> **REQUIRED TASK**:
Only the lines from the one containing "Annotation objective: identify and box every snow-covered" through the end of the entries should be repeated, exactly as they appear, first and last included.

[Image region labeling entries]
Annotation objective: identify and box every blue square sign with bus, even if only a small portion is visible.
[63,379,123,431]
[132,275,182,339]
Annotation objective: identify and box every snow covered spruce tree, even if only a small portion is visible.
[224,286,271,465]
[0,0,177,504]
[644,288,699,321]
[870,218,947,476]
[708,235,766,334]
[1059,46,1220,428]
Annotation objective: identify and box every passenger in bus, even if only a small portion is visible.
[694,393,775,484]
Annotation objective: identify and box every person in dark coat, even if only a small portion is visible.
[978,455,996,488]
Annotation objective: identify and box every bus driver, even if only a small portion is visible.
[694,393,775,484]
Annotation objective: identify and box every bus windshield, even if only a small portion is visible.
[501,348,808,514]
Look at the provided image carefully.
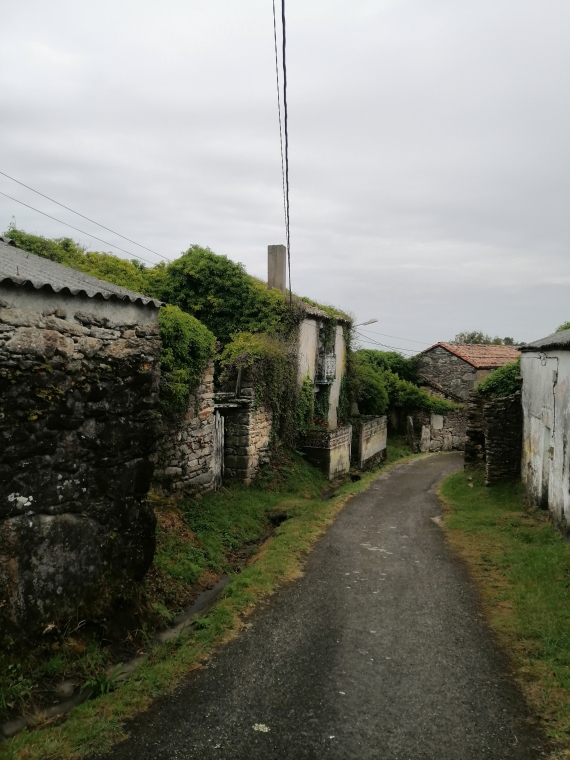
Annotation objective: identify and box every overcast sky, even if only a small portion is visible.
[0,0,570,349]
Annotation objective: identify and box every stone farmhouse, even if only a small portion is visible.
[412,343,520,401]
[408,343,520,451]
[0,238,160,634]
[521,330,570,534]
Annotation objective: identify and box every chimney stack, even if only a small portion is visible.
[267,245,287,295]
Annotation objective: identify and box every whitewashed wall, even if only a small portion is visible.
[521,349,570,531]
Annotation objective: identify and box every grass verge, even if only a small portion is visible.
[0,444,418,760]
[440,470,570,758]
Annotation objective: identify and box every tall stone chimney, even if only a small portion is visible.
[267,245,287,295]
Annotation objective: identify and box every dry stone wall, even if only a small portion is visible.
[220,398,273,483]
[0,290,160,636]
[418,346,477,400]
[465,391,523,485]
[300,425,352,480]
[155,361,223,494]
[406,407,467,451]
[351,415,387,469]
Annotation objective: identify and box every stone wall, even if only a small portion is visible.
[155,361,223,495]
[219,397,272,484]
[299,425,352,480]
[402,407,467,451]
[0,296,160,637]
[465,391,523,485]
[418,346,478,400]
[351,416,387,469]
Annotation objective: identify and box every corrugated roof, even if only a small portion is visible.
[0,237,162,309]
[521,330,570,351]
[422,343,520,369]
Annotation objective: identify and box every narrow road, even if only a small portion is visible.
[101,454,542,760]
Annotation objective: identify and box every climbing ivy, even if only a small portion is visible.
[158,306,216,412]
[297,375,315,431]
[221,332,299,445]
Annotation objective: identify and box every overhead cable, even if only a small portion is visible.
[0,191,154,266]
[356,328,430,346]
[0,172,170,261]
[356,331,417,354]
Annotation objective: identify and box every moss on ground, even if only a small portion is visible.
[441,470,570,757]
[0,444,418,760]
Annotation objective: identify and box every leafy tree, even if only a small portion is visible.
[152,245,290,345]
[351,349,456,414]
[158,306,216,412]
[477,356,522,398]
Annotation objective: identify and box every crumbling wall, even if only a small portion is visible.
[398,407,467,451]
[465,391,523,485]
[299,425,352,480]
[418,346,478,400]
[220,398,273,483]
[0,296,160,636]
[154,361,222,494]
[351,416,387,469]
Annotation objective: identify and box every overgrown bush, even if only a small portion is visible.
[149,245,300,345]
[349,351,388,414]
[351,349,457,414]
[158,306,216,412]
[221,332,298,444]
[476,356,522,398]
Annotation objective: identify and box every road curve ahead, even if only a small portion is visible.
[98,454,542,760]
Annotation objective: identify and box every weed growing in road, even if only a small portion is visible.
[441,471,570,748]
[0,445,418,760]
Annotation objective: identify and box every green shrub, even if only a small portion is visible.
[351,349,452,414]
[297,375,315,430]
[349,351,388,414]
[476,356,522,398]
[155,245,291,345]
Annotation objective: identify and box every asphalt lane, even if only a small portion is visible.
[102,454,542,760]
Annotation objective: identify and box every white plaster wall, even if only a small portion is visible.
[521,350,570,527]
[297,319,319,385]
[328,325,346,430]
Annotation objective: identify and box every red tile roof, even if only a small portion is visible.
[422,343,520,369]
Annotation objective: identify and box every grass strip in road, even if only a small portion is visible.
[0,444,413,760]
[440,470,570,758]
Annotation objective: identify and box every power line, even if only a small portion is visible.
[273,0,291,252]
[356,329,430,346]
[0,192,154,266]
[0,172,170,261]
[355,331,416,354]
[281,0,293,306]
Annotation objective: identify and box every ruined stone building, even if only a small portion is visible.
[0,238,160,634]
[412,343,520,401]
[521,330,570,533]
[408,343,520,451]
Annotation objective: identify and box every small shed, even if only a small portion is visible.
[521,330,570,533]
[418,343,520,401]
[0,238,161,635]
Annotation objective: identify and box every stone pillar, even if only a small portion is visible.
[267,245,287,295]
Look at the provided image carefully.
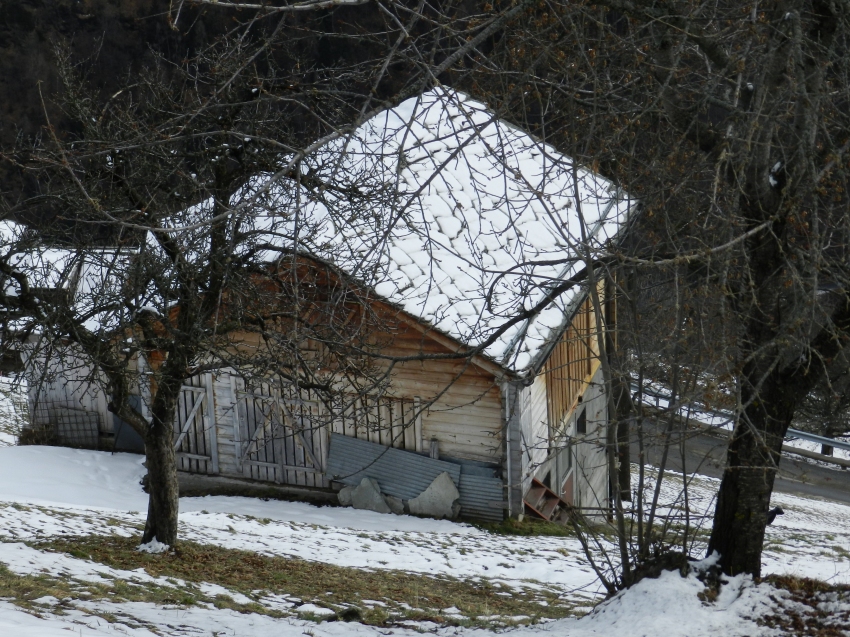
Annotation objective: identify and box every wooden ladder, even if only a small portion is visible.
[523,478,570,521]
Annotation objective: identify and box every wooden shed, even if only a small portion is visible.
[19,89,633,520]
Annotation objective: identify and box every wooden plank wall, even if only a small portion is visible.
[520,373,551,493]
[382,325,504,462]
[545,297,600,436]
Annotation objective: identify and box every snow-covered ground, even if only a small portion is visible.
[0,447,850,637]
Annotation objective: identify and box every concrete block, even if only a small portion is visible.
[336,487,354,506]
[384,495,404,515]
[351,478,392,513]
[407,472,460,520]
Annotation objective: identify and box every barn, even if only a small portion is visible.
[16,88,634,520]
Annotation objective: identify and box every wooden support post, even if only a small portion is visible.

> **OUTPUT BELOW**:
Annotation objective: identify and box every snow-covered ground, even if only a small portion is visible.
[0,447,850,637]
Annotation objective: identify and box every concrete block, even if only a small portion is visible.
[336,487,354,506]
[384,495,404,515]
[351,478,392,513]
[407,472,460,520]
Annotation objective: identify and box every barn, even if only a small portion is visible.
[16,88,634,520]
Annotation objective: identify and box every wooden support post, even if only a small portion is visible.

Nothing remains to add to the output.